WORK TASK: Extract, unchanged, each line of the listing below from its first line through the line that contains "of the downward-hanging", inclusive, and nothing else.

THE INPUT:
########################################

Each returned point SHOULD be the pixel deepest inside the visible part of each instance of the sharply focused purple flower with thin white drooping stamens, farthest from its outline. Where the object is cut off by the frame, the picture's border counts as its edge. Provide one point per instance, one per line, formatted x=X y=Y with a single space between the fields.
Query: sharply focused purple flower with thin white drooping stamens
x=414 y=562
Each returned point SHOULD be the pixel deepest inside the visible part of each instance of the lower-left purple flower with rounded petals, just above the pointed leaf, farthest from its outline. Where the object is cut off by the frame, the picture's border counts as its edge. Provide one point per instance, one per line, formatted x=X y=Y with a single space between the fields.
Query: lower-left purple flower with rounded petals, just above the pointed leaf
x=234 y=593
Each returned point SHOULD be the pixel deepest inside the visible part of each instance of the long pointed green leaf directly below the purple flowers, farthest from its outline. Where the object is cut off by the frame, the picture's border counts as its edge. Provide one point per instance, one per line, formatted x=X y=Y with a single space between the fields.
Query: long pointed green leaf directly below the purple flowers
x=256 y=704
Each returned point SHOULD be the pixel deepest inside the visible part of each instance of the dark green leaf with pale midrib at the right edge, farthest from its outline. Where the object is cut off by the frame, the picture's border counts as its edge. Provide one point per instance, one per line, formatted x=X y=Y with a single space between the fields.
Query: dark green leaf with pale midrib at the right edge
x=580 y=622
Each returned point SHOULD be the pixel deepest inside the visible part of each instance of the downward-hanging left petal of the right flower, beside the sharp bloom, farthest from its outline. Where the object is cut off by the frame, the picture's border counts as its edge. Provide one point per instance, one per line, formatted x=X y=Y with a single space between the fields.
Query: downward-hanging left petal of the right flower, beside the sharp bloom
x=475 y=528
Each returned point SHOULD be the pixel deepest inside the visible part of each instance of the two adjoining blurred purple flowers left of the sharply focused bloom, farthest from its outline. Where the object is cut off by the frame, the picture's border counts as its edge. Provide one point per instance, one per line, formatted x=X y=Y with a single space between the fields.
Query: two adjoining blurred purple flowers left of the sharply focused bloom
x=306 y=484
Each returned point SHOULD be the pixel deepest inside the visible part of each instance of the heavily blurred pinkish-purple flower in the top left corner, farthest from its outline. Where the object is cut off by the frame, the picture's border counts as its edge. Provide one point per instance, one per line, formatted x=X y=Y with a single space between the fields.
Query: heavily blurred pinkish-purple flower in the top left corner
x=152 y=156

########################################

RESULT:
Each returned point SHOULD be the pixel deepest inside the visible part of each instance of the sharply focused purple flower with thin white drooping stamens, farthest from its outline. Where the object is cut off by the frame, the picture's border counts as its edge. Provide one point per instance, one per line, formatted x=X y=Y with a single space between the fields.
Query: sharply focused purple flower with thin white drooping stamens
x=414 y=562
Each returned point SHOULD be the pixel deepest inside the visible part of each instance of the lower-left purple flower with rounded petals, just above the pointed leaf, farthest from its outline. Where the object is cut off by the frame, the picture's border counts as its edge. Provide one point per instance, one per line, formatted x=X y=Y with a single space between the fields.
Query: lower-left purple flower with rounded petals, just above the pointed leaf
x=234 y=593
Each returned point SHOULD be the pixel deepest inside the visible part of each instance of the long pointed green leaf directly below the purple flowers, farthest from its outline. Where the object is cut off by the frame, the picture's border counts as its edge. Provide one point per instance, one per line, formatted x=X y=Y with a single space between the fields.
Query: long pointed green leaf directly below the purple flowers
x=256 y=704
Each returned point SHOULD be the pixel deepest inside the visible part of each instance of the dark green leaf with pale midrib at the right edge, farthest from its outline. Where the object is cut off by the frame, the picture's border counts as its edge. Provide one point per instance, one per line, formatted x=X y=Y with a single space between the fields.
Query: dark green leaf with pale midrib at the right edge
x=580 y=622
Each returned point SHOULD be the pixel deepest inside the visible part of each instance of the downward-hanging left petal of the right flower, beside the sharp bloom, farthest from its outline. Where the object is cut off by the frame, the picture's border counts as its edge. Provide one point per instance, one per line, formatted x=X y=Y with a single space between the fields.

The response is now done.